THE REQUEST: Put the lines of the listing below into a numbered list, from its first line through the line containing "<point>513,276</point>", with both ends included and blank lines left out.

RECORDS TO PROCESS:
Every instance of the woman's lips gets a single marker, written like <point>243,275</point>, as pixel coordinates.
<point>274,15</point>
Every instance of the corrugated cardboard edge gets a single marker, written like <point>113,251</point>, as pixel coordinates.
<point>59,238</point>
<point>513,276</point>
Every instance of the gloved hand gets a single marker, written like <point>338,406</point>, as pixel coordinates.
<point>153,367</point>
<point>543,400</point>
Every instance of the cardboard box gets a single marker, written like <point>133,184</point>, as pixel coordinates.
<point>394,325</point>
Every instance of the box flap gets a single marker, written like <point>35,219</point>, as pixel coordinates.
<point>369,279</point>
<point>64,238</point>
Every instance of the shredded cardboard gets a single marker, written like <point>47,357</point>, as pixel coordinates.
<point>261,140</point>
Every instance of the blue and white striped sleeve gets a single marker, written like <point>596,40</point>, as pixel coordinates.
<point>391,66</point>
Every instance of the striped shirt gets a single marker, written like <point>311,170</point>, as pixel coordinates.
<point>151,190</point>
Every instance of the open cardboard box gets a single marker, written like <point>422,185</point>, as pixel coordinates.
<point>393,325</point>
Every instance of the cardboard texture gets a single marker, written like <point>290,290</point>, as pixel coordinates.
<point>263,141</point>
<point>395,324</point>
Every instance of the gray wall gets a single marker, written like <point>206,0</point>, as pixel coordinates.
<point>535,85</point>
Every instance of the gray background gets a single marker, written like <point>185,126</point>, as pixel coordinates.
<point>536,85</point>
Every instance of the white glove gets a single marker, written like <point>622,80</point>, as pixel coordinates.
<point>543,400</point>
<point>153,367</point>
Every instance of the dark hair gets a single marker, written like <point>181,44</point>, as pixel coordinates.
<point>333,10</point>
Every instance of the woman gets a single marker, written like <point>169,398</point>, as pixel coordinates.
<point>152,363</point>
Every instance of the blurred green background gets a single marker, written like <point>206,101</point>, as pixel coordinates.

WRITTEN RESPONSE:
1. Every instance of the woman's lips gets a single marker, written like <point>243,275</point>, as pixel coordinates.
2. <point>274,15</point>
3. Every instance of the corrugated cardboard edge gets a single marker, written like <point>113,251</point>, as pixel coordinates.
4. <point>59,238</point>
5. <point>513,276</point>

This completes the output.